Your task:
Pictures aside, write out the data exactly as it reads.

Supplied material:
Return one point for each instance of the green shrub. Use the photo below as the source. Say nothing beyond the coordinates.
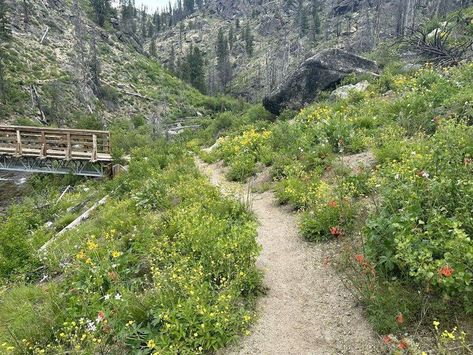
(425, 220)
(327, 221)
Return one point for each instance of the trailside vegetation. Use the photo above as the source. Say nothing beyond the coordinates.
(166, 265)
(386, 173)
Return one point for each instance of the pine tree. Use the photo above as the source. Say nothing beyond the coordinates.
(249, 40)
(189, 6)
(5, 30)
(152, 48)
(144, 29)
(102, 11)
(26, 13)
(3, 82)
(231, 37)
(223, 59)
(95, 66)
(150, 29)
(316, 25)
(157, 21)
(303, 19)
(172, 60)
(196, 65)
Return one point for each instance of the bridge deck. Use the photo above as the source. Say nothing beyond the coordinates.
(55, 143)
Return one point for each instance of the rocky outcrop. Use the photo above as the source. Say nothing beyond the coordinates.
(320, 72)
(344, 91)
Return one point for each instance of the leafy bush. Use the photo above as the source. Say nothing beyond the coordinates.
(326, 221)
(425, 222)
(167, 265)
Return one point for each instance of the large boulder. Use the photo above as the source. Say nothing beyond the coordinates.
(320, 72)
(343, 92)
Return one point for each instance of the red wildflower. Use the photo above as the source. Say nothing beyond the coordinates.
(113, 275)
(360, 259)
(326, 261)
(403, 345)
(333, 204)
(399, 319)
(446, 271)
(335, 231)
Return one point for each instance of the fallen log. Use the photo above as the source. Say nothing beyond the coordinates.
(74, 223)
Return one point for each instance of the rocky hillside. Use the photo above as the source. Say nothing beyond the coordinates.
(60, 68)
(285, 32)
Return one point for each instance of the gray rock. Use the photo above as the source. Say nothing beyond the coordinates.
(411, 67)
(320, 72)
(344, 91)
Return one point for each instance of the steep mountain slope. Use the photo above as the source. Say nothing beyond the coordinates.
(61, 68)
(285, 32)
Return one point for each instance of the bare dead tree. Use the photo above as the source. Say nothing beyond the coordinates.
(437, 46)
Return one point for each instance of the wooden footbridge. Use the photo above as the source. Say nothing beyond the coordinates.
(55, 150)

Output for this exercise:
Return one point for each instance of the green shrub. Use the photo below as the source. Say nothing beyond the coordinates.
(425, 220)
(327, 221)
Return one point for each instance of the trailside vegetation. Use the photo above as the source. Say nothing beyond the coordinates.
(166, 265)
(386, 173)
Return one point for each instance of the pine tree. Use the photo above as the source. Say nothing beyond the coordinates.
(249, 40)
(189, 6)
(5, 30)
(152, 48)
(144, 29)
(102, 11)
(26, 13)
(3, 82)
(231, 37)
(223, 59)
(95, 66)
(150, 29)
(316, 25)
(157, 21)
(303, 19)
(172, 60)
(196, 65)
Return one point for each instance of the bridge deck. Use the photo above as the source. Say nothing beyond the coordinates.
(55, 143)
Return one point for each instance of the rocky outcrop. Use the photo above as the source. Say nothing beyond the coordinates.
(320, 72)
(344, 91)
Return one point for each instance of the leafy bush. Use the photo above as the source. Say nothing beyond the coordinates.
(326, 221)
(425, 222)
(167, 265)
Return one point for each instance of the large boulder. Use the photo above as the source. Say nothing beyond the coordinates.
(320, 72)
(343, 92)
Return one point for each instance of the red wildflower. Use the photo above as the source. Say nothing beyond the coordinates.
(113, 275)
(360, 259)
(326, 261)
(403, 345)
(333, 204)
(399, 319)
(446, 271)
(335, 231)
Return one point for each instance of the fallen log. Use the photo above as the source. Say nothing beyond the coordinates.
(74, 223)
Return one point for each instance of the rocky hillside. Use the photo above as the source. Say nothing beyond the coordinates.
(60, 68)
(285, 32)
Return one point for each instance of the gray rock. Use the photo above as the source. Say nothing beyond the coordinates.
(411, 67)
(320, 72)
(344, 91)
Return one point for each instance of the steep mountain slope. Use the photo above as the source. Say nothing beyond the coordinates.
(61, 68)
(285, 32)
Return one point for each instance of the bare dead tree. Use the photo above as the source. Say nothing beyond the coordinates.
(437, 46)
Return one point for each instance of the wooden footbridge. Use the photo above as the source. Say nothing beyond the coordinates.
(55, 150)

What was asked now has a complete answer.